▶ [GIVEN RECORDS]
#####

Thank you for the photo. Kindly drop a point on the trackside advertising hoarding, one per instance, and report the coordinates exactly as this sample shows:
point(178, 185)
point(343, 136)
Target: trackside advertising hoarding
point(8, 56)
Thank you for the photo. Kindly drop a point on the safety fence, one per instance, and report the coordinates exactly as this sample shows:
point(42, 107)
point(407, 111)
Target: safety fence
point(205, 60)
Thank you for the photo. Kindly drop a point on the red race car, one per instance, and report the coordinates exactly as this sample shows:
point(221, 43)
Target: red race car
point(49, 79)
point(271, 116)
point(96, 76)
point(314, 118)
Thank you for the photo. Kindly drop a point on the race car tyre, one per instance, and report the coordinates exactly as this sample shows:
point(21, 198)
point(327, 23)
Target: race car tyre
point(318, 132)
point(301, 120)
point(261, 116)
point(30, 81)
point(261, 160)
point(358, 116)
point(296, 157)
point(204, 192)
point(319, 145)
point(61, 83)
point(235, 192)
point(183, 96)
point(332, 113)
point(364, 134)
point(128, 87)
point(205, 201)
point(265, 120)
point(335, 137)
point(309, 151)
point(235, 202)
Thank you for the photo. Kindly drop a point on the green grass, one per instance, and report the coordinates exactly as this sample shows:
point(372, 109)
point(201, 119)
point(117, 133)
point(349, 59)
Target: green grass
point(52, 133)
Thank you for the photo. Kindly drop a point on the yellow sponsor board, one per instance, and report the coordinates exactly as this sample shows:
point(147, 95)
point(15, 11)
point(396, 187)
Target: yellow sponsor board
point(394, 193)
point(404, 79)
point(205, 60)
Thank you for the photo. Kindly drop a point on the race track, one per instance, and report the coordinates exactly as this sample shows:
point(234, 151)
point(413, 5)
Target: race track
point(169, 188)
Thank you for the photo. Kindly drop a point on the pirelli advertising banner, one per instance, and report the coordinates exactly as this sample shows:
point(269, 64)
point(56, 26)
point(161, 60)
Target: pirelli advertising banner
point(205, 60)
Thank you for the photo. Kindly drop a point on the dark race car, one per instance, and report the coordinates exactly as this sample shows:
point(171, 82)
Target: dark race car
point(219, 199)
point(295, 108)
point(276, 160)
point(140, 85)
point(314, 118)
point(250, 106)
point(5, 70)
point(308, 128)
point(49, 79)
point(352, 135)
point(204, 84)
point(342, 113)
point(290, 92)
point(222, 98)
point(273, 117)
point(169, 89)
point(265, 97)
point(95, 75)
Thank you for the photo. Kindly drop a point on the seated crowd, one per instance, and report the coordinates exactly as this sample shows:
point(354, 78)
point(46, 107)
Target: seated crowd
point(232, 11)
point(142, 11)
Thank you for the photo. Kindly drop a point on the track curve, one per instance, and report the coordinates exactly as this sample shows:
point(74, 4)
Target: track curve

#####

▶ [WHAT TO DO] Transcribe exactly the line containing "on the dark" and all remaining lines of the material, ending with the last one.

▶ [SOLVED PROBLEM]
Thank you for the photo. Kindly drop a point on the dark race car, one per instance, and report the coordinates exactly as this sample shows:
point(171, 82)
Target: dark race car
point(219, 199)
point(295, 108)
point(276, 160)
point(140, 85)
point(314, 118)
point(250, 106)
point(5, 70)
point(308, 128)
point(49, 79)
point(352, 135)
point(204, 84)
point(342, 113)
point(290, 92)
point(222, 98)
point(273, 117)
point(169, 89)
point(265, 97)
point(95, 75)
Thank you for the photo. Kindly drop a point on the seated crowd, one per instance, and report the coordinates exactly as this sample shows:
point(354, 78)
point(46, 107)
Target: seated crowd
point(232, 11)
point(142, 11)
Thank you for the photo. Kindly drop a point on the track curve, one per instance, and report the coordinates exactly as this sample shows:
point(74, 4)
Target: track curve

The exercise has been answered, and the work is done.